» EXERCICES
• a. Résumez en deux phrases le texte sur Roger Pironneau.
• b. Selon le texte sur Roger Pironneau, pendant combien de temps son frère aîné a-t-il été gardé à la Santé ?

» TEXTE
PIRONNEAU Roger

Auteur de la fiche : Transcription : Marc Fineltin

PIRONNEAU Roger

Né le 9 novembre 1920 à Paris, il était le fils du Dr PIRONNEAU  médecin pour enfants dans le 8° arrondissement et était le troisième enfant d’une famille de six enfants, très rapprochés et très unis.

En juin 1940 ; étudiant à l’institut catholique de Paris, la demande d’armistice du Maréchal Pétain est pour lui, très patriote, une épreuve inacceptable. Dans le plus grand secret, il trouve en décembre 1940, par un ami belge, le moyen d’enter en résistance dans ce qui sera le réseau Saint Jacques, le 1er en date des réseaux de renseignements de la France Libre. Tout en continuant en apparence ses études à l’institut catholique. Nous avons appris qu’il était agent de liaison et portait chaque semaine des documents qui étaient envoyés par poste émetteur de Saumur à Londres. L’été 1941, il a donné un prétexte à nos parents pour ne pas venir en vacances dans notre propriété familiale du Maine & Loire. C’est là que le 15 août 1941 à 16 heures se sont présentés 2 agents de la Gestapo venus l’arrêter, comme il n’était pas là ils ont emmené à sa place son frère aîné – 21 ans – venu passer le week-end (ils l’ont gardé à la Santé pendant 4 mois). Aucun de nous ne connaissait les activités de Roger.

» Entrées d'images sur des zones nommées
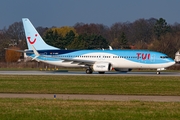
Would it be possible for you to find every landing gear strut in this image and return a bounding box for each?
[86,67,93,74]
[157,71,161,75]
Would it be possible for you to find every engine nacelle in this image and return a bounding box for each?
[114,68,132,72]
[93,63,112,72]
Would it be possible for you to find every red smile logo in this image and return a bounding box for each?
[27,34,37,44]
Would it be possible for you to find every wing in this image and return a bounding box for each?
[60,58,95,66]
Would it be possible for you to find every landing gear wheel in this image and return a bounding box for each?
[99,72,105,74]
[157,71,161,75]
[86,68,93,74]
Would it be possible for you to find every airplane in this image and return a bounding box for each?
[22,18,175,74]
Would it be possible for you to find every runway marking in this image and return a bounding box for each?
[0,93,180,102]
[0,71,180,76]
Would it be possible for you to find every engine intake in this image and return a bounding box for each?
[93,63,112,72]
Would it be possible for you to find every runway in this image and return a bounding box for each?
[0,93,180,102]
[0,71,180,102]
[0,71,180,76]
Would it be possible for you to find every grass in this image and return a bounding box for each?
[0,75,180,95]
[0,75,180,120]
[0,99,180,120]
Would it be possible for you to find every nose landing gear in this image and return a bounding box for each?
[86,67,93,74]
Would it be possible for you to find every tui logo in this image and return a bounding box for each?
[27,34,38,44]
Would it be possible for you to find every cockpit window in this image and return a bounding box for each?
[160,56,169,59]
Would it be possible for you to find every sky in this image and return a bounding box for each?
[0,0,180,29]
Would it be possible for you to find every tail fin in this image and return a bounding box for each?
[22,18,58,50]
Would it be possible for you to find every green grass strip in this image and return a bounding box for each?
[0,75,180,95]
[0,99,180,120]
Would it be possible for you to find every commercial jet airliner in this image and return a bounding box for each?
[22,18,175,74]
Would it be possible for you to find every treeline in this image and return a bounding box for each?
[0,18,180,61]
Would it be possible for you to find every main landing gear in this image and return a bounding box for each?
[86,67,93,74]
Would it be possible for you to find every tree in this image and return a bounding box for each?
[5,22,27,49]
[43,27,78,49]
[5,46,21,62]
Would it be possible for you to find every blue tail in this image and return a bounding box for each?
[22,18,58,50]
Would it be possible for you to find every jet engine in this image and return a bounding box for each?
[93,63,112,72]
[114,68,132,72]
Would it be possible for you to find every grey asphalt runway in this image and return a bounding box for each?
[0,71,180,102]
[0,71,180,76]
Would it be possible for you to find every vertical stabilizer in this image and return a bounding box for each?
[22,18,58,50]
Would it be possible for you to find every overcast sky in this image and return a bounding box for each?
[0,0,180,29]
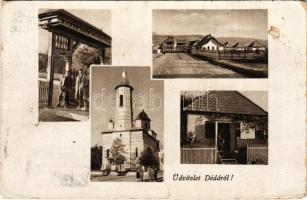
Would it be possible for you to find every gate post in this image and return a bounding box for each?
[47,32,54,107]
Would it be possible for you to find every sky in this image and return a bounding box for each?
[153,9,268,40]
[91,67,164,148]
[38,9,111,54]
[188,91,268,131]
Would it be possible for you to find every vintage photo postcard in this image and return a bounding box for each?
[38,9,112,121]
[180,90,269,165]
[0,1,307,200]
[91,66,164,182]
[152,9,268,78]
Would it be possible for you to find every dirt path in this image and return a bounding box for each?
[153,53,245,78]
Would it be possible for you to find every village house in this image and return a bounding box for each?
[162,36,177,52]
[196,34,224,50]
[181,91,268,164]
[101,71,159,170]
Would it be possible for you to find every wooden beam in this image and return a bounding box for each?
[47,32,54,107]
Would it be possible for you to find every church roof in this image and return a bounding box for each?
[115,71,133,90]
[135,110,150,121]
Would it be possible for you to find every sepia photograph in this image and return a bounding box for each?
[152,9,268,78]
[38,9,112,121]
[180,90,268,165]
[91,66,164,182]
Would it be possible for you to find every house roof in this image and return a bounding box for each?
[115,71,133,90]
[135,110,150,121]
[197,34,224,46]
[184,91,268,116]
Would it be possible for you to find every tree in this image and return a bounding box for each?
[91,145,102,170]
[139,147,159,167]
[107,138,126,171]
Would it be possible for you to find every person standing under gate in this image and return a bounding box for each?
[75,69,86,108]
[57,71,72,108]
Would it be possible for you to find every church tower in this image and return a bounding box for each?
[115,71,133,130]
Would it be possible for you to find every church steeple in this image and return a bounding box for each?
[115,69,133,130]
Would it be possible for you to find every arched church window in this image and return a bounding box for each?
[119,94,124,106]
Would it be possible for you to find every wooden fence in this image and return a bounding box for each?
[181,148,216,164]
[192,50,267,63]
[38,80,49,108]
[247,146,269,164]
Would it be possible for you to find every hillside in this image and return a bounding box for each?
[152,34,268,47]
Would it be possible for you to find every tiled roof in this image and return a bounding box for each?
[184,91,268,116]
[135,110,150,121]
[197,34,224,47]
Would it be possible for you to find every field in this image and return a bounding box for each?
[153,53,245,78]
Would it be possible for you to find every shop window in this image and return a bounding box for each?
[256,130,265,140]
[135,147,139,157]
[205,122,215,139]
[119,94,124,107]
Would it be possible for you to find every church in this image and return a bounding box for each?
[101,71,159,170]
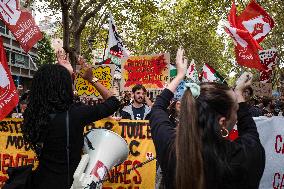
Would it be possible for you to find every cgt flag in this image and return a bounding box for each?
[237,0,274,43]
[0,38,19,120]
[259,48,277,83]
[0,0,42,52]
[225,1,267,70]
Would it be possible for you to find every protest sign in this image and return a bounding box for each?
[75,64,115,99]
[0,118,38,188]
[86,120,156,189]
[174,81,186,100]
[0,38,19,120]
[0,0,42,52]
[0,118,156,189]
[254,116,284,189]
[122,54,170,91]
[259,48,277,83]
[251,82,272,97]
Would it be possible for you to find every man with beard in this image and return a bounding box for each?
[120,84,152,120]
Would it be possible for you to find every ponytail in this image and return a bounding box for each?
[176,89,204,189]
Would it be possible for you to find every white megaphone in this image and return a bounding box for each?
[71,129,129,189]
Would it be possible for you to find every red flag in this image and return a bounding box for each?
[0,0,42,52]
[226,1,266,70]
[0,38,19,120]
[237,0,274,43]
[259,48,277,83]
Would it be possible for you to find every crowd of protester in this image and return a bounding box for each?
[3,50,284,189]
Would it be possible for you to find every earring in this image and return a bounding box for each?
[221,127,229,138]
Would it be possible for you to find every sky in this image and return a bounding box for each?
[34,0,60,24]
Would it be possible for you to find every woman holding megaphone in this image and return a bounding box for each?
[150,49,265,189]
[19,53,120,189]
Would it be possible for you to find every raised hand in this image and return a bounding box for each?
[235,72,253,92]
[176,48,188,78]
[56,50,74,75]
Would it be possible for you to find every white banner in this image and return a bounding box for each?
[254,116,284,189]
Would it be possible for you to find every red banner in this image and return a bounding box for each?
[237,0,274,43]
[0,38,19,120]
[0,0,42,52]
[226,1,267,70]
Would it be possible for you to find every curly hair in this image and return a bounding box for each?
[21,64,73,157]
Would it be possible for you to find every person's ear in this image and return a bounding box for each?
[219,117,227,128]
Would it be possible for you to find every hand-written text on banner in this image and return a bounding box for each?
[0,118,156,189]
[122,54,170,91]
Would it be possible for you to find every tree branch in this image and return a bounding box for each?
[76,0,107,33]
[79,0,97,18]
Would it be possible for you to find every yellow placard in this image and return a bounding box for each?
[75,64,115,98]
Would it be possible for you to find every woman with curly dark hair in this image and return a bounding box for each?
[22,53,119,189]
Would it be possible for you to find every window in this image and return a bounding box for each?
[11,52,29,68]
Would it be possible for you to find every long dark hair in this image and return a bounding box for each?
[21,64,73,156]
[176,83,234,189]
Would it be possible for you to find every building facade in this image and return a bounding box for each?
[0,20,37,91]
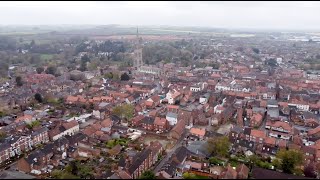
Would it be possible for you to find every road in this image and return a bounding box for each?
[259,112,267,130]
[153,133,186,174]
[0,161,18,171]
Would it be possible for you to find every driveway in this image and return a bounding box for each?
[153,133,187,174]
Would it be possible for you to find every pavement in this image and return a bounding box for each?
[153,133,186,174]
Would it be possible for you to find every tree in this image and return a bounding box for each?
[30,39,36,48]
[16,76,23,86]
[34,93,43,103]
[276,149,303,173]
[252,48,260,54]
[303,163,317,178]
[112,73,120,80]
[121,73,130,81]
[112,104,134,120]
[0,130,7,140]
[207,136,230,157]
[139,170,156,179]
[27,121,41,129]
[0,111,6,118]
[46,66,57,75]
[182,172,195,179]
[104,72,113,79]
[36,67,44,74]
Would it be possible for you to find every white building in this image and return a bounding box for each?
[52,120,80,141]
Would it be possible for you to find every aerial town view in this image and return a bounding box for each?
[0,1,320,179]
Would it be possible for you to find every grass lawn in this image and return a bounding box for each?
[194,175,210,179]
[106,138,129,149]
[40,54,53,60]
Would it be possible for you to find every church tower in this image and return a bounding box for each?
[133,27,143,69]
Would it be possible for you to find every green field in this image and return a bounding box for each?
[194,175,210,179]
[40,54,53,60]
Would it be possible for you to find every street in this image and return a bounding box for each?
[153,133,186,173]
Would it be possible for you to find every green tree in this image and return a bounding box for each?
[182,172,195,179]
[46,66,57,75]
[36,67,44,74]
[139,170,156,179]
[303,163,317,178]
[104,72,113,79]
[34,93,43,103]
[121,73,130,81]
[112,73,120,80]
[0,131,7,140]
[16,76,23,86]
[27,121,41,129]
[0,111,6,118]
[112,104,134,120]
[276,149,303,173]
[252,48,260,54]
[207,136,230,157]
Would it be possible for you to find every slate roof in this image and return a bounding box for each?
[142,116,155,124]
[252,167,312,179]
[128,149,152,174]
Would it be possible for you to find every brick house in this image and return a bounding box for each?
[141,116,155,131]
[127,148,153,179]
[17,144,53,174]
[31,127,49,146]
[49,120,79,141]
[190,128,206,140]
[154,117,168,132]
[169,119,186,140]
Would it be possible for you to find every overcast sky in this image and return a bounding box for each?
[0,1,320,30]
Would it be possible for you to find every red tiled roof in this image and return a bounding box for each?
[190,128,206,136]
[251,129,266,138]
[62,120,79,129]
[167,105,179,109]
[264,137,276,145]
[154,117,167,126]
[101,118,112,127]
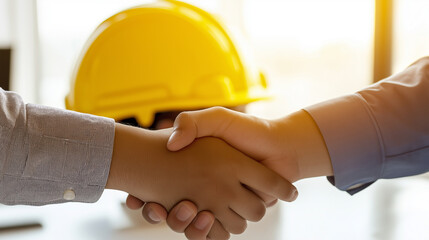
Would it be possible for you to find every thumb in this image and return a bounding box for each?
[167,107,234,151]
[167,107,276,160]
[167,112,198,151]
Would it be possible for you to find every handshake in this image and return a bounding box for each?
[106,107,332,240]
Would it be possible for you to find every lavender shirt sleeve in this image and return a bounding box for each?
[0,89,115,205]
[305,58,429,194]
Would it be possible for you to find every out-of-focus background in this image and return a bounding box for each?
[0,0,429,240]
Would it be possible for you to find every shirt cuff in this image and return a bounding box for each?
[304,94,384,194]
[2,104,115,205]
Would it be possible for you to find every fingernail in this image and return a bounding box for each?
[147,210,161,222]
[176,206,192,222]
[168,129,181,144]
[194,215,211,230]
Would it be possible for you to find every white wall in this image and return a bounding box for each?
[0,0,11,48]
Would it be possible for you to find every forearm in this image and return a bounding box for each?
[273,110,333,181]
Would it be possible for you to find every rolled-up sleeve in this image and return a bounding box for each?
[305,58,429,194]
[0,90,115,205]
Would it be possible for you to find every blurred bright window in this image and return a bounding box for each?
[392,0,429,72]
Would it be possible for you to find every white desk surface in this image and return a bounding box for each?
[0,177,429,240]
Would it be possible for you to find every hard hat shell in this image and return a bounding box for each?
[66,1,267,126]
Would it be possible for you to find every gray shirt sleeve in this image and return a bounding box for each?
[305,58,429,194]
[0,89,115,205]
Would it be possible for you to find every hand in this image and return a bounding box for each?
[126,194,278,240]
[167,107,333,182]
[106,124,291,237]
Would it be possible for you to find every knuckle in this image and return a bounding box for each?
[231,220,247,234]
[249,202,266,222]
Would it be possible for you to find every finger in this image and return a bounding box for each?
[125,194,144,210]
[142,203,167,224]
[185,211,219,240]
[247,187,277,206]
[265,199,278,208]
[238,161,298,202]
[230,187,266,222]
[167,201,199,233]
[167,107,271,160]
[206,219,230,240]
[214,209,247,234]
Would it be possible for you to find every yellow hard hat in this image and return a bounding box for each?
[66,1,267,126]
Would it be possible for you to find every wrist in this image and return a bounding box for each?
[280,110,333,181]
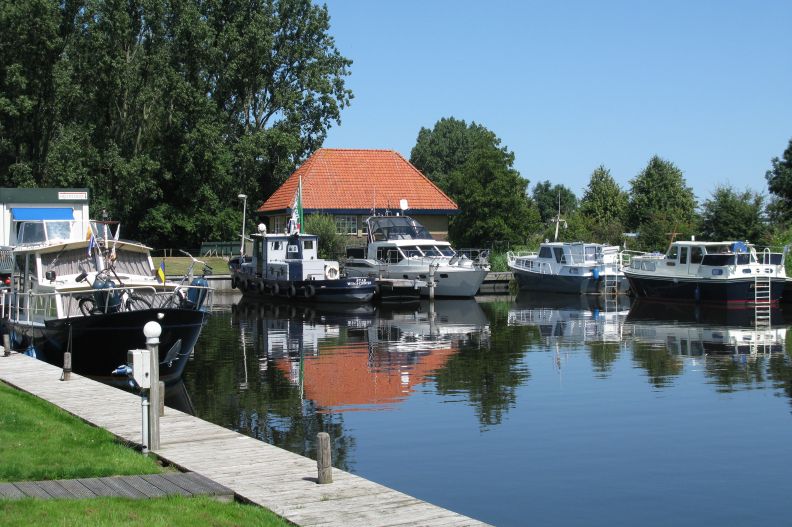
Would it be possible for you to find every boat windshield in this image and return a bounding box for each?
[368,216,432,241]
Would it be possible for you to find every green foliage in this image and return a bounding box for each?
[0,383,160,481]
[410,117,538,247]
[410,117,514,193]
[0,496,292,527]
[304,214,346,260]
[701,186,769,243]
[627,156,696,251]
[0,0,352,246]
[765,139,792,223]
[448,142,539,247]
[532,181,578,228]
[580,165,628,245]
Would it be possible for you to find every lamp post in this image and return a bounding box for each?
[237,194,247,258]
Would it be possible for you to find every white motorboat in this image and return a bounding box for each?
[344,216,489,297]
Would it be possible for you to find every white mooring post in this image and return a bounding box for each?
[143,321,162,450]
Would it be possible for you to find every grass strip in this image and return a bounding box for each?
[0,383,162,481]
[0,496,291,527]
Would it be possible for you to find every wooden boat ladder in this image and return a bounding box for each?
[754,249,773,329]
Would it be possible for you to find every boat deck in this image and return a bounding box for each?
[0,353,486,527]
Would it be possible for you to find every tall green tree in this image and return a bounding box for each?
[532,181,578,224]
[410,117,513,191]
[765,139,792,224]
[627,156,696,251]
[701,185,768,242]
[0,0,352,250]
[580,165,628,244]
[448,147,539,247]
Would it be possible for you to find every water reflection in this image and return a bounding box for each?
[185,295,792,525]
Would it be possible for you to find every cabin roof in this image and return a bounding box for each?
[258,148,459,215]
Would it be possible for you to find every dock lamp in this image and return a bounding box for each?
[237,194,247,263]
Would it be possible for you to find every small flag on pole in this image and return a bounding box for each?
[157,260,165,285]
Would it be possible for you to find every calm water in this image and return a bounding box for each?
[179,295,792,526]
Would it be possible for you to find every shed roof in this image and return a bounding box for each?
[258,148,458,215]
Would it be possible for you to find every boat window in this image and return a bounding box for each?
[553,247,565,263]
[401,245,423,258]
[690,247,704,263]
[377,247,402,263]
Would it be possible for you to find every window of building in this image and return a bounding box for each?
[335,216,357,235]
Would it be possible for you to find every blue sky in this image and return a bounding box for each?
[320,0,792,201]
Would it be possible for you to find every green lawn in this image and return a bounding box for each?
[159,256,229,276]
[0,496,291,527]
[0,383,162,481]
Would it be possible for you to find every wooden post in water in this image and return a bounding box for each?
[61,351,71,381]
[316,432,333,485]
[160,381,165,417]
[143,321,162,451]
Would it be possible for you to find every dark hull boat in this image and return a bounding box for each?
[7,308,206,384]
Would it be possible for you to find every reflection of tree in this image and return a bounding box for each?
[435,303,540,427]
[184,311,355,470]
[633,342,682,388]
[588,342,621,378]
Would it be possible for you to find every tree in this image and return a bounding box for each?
[533,181,578,224]
[410,117,514,191]
[765,139,792,223]
[627,156,696,251]
[448,147,539,247]
[580,165,628,244]
[0,0,352,250]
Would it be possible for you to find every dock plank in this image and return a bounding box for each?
[0,354,486,527]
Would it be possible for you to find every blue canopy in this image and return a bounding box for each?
[11,207,74,221]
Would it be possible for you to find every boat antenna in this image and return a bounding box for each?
[553,190,567,242]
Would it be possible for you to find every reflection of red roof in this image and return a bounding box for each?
[277,342,456,411]
[258,148,457,213]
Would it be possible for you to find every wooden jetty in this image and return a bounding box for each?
[0,353,486,527]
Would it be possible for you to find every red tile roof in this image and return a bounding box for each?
[258,148,458,214]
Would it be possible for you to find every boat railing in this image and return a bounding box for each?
[2,285,214,322]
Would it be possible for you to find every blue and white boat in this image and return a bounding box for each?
[506,242,628,295]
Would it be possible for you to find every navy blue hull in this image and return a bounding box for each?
[6,309,206,384]
[627,275,784,304]
[231,272,376,303]
[512,269,628,295]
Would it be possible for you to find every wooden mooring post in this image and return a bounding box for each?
[316,432,333,485]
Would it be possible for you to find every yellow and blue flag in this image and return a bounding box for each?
[157,260,165,285]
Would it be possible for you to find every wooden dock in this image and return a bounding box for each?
[0,353,486,527]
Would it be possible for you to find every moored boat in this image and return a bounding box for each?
[3,220,211,384]
[345,216,489,297]
[229,225,374,302]
[624,240,786,305]
[506,242,628,295]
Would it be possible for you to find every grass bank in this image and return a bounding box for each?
[0,496,291,527]
[0,383,162,481]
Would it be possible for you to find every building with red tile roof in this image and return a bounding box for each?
[257,148,459,239]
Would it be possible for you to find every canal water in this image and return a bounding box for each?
[178,295,792,526]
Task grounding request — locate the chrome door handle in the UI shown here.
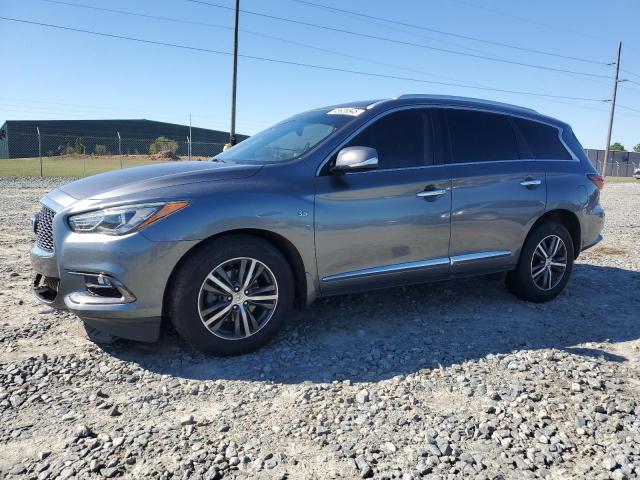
[416,188,447,198]
[520,179,542,188]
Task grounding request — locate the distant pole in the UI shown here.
[601,42,622,177]
[116,132,122,170]
[36,127,44,177]
[229,0,240,146]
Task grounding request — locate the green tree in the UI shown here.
[609,142,625,152]
[149,137,178,155]
[73,137,87,155]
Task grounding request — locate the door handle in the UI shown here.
[416,188,447,199]
[520,178,542,188]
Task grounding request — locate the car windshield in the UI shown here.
[213,108,363,164]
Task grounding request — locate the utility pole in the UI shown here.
[601,42,622,177]
[116,132,122,170]
[189,114,193,161]
[36,127,43,177]
[229,0,240,147]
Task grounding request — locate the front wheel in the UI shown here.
[506,222,574,303]
[168,235,294,355]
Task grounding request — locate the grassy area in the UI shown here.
[0,155,208,177]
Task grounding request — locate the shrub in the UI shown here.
[93,144,109,155]
[73,137,87,155]
[149,137,178,155]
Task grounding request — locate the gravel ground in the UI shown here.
[0,178,640,479]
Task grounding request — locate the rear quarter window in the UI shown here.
[514,118,573,160]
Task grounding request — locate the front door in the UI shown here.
[315,108,451,295]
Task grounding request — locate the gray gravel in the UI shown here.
[0,178,640,479]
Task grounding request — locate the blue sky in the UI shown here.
[0,0,640,149]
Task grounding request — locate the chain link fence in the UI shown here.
[0,132,229,177]
[585,149,640,177]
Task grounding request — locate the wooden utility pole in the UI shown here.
[601,42,622,177]
[229,0,240,147]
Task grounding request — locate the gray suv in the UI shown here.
[31,95,604,355]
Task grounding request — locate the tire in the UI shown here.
[167,235,294,356]
[505,222,574,303]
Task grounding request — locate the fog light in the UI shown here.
[69,272,136,303]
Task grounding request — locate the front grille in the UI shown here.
[36,205,56,252]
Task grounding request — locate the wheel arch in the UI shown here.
[162,228,307,319]
[525,208,582,259]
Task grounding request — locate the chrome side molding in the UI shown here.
[322,258,449,282]
[322,250,513,282]
[451,250,512,265]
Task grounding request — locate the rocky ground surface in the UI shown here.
[0,178,640,479]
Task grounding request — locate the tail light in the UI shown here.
[587,173,604,190]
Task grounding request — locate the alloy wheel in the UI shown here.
[531,235,567,291]
[198,257,278,340]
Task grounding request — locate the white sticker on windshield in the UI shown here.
[327,107,364,117]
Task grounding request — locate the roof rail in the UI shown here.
[395,93,539,114]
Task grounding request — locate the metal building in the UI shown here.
[0,119,247,158]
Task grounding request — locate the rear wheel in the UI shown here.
[506,222,574,303]
[168,235,294,355]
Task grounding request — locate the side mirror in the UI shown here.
[331,147,378,173]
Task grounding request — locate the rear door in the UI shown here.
[442,109,546,275]
[315,108,451,295]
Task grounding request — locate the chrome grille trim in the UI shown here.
[35,205,56,252]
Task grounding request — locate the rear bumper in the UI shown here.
[31,211,197,341]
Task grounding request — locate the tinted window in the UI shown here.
[447,110,520,163]
[514,118,571,160]
[215,110,354,164]
[345,109,433,169]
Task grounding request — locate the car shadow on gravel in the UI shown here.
[102,264,640,383]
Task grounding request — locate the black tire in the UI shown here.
[167,235,294,356]
[505,222,574,303]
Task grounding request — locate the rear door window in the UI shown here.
[446,109,520,163]
[514,118,572,160]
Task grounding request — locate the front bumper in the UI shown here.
[31,206,197,341]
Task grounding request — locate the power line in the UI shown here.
[617,104,640,113]
[442,0,606,42]
[31,0,484,85]
[291,0,609,65]
[620,68,640,78]
[0,16,604,102]
[186,0,609,78]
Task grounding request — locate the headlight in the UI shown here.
[69,202,189,235]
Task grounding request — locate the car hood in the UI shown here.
[59,161,261,200]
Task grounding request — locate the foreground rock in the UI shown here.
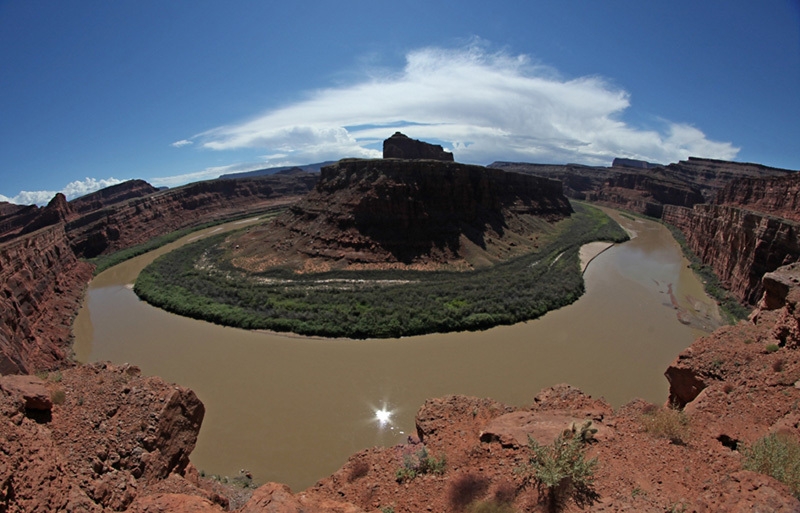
[0,172,317,374]
[231,266,800,513]
[0,364,227,512]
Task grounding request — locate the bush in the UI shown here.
[134,205,627,338]
[347,460,369,483]
[447,473,489,510]
[50,388,67,404]
[395,446,447,483]
[743,433,800,498]
[521,421,597,511]
[467,500,515,513]
[640,408,689,445]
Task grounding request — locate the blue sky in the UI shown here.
[0,0,800,204]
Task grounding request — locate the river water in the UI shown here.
[74,213,718,491]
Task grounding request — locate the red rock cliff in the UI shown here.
[66,173,317,258]
[0,224,93,374]
[662,204,800,304]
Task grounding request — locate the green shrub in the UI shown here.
[743,433,800,498]
[50,388,67,404]
[467,500,516,513]
[395,446,447,483]
[520,422,597,511]
[447,473,489,511]
[134,204,627,338]
[640,408,690,445]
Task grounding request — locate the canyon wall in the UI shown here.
[66,172,318,258]
[715,172,800,223]
[662,204,800,304]
[260,159,572,265]
[0,173,318,374]
[0,224,94,374]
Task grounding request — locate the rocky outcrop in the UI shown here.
[70,180,158,214]
[0,364,225,511]
[715,172,800,223]
[489,157,792,217]
[611,157,661,169]
[0,224,94,374]
[66,173,317,258]
[586,173,703,218]
[233,159,572,271]
[663,157,792,203]
[662,204,800,304]
[0,173,317,374]
[383,132,453,162]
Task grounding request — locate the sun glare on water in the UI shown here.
[375,408,392,426]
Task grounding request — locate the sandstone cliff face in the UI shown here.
[715,172,800,223]
[0,173,317,374]
[662,204,800,304]
[70,180,158,214]
[0,224,94,374]
[587,172,703,218]
[490,157,792,217]
[663,157,792,203]
[66,173,317,258]
[383,132,453,162]
[0,364,219,511]
[234,159,572,271]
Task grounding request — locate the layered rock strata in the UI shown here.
[383,132,453,162]
[234,159,572,270]
[0,224,94,374]
[489,157,792,217]
[0,173,317,374]
[0,364,226,512]
[662,204,800,305]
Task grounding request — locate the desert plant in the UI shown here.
[521,423,597,511]
[467,500,516,513]
[743,433,800,498]
[447,473,489,511]
[347,460,369,483]
[50,388,67,404]
[640,408,689,445]
[395,446,447,483]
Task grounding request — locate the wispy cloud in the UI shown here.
[0,177,123,205]
[150,162,270,187]
[191,42,739,165]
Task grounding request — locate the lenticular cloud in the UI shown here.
[0,177,122,205]
[195,46,738,165]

» CORRIGÉ COMPLET
• a. Né à Paris le 9 novembre 1920, fils d'un médecin pour enfants, Roger Pironneau entre en résistance en décembre 1940 dans le réseau Saint Jacques, où il sert d'agent de liaison tout en poursuivant en apparence ses études à l'Institut catholique. Le 15 août 1941, deux agents de la Gestapo venus l'arrêter dans la propriété familiale du Maine-et-Loire emmènent à sa place son frère aîné, qu'ils gardent quatre mois à la Santé.

• b. Pendant quatre mois.